The records:
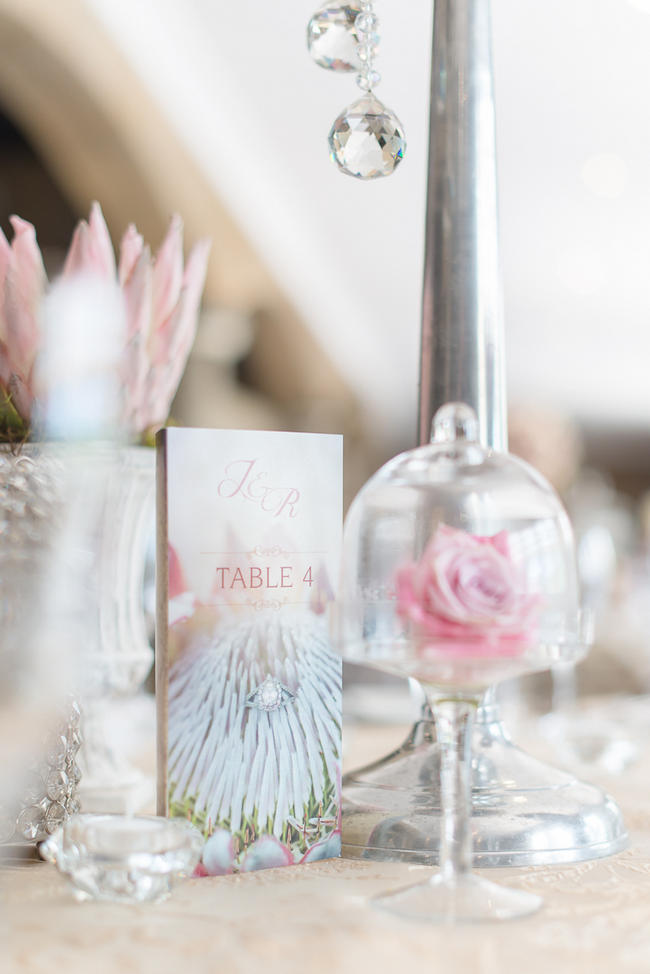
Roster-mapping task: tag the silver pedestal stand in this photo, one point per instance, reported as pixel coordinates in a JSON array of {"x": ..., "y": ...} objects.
---
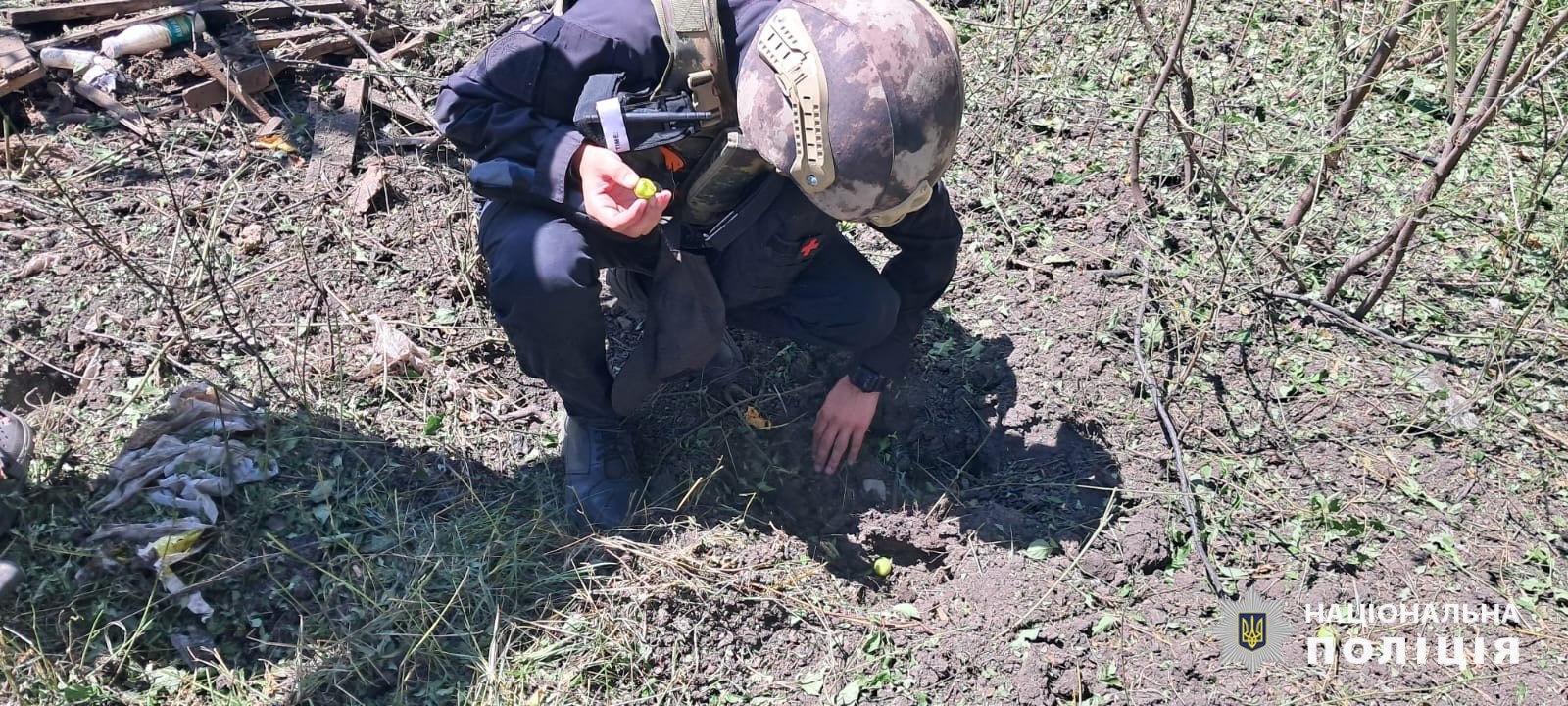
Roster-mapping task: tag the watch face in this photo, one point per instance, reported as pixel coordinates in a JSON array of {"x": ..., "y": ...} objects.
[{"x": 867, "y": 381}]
---
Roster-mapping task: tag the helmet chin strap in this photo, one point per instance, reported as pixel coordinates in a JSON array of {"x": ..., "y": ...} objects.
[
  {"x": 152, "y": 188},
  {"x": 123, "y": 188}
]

To be done: Return every line of the records that contains the string "stand", with case counting.

Written solution:
Roster-mapping task: tag the silver pedestal stand in this photo, one point per instance, reported as pixel coordinates in a JSON array of {"x": ..., "y": ...} objects.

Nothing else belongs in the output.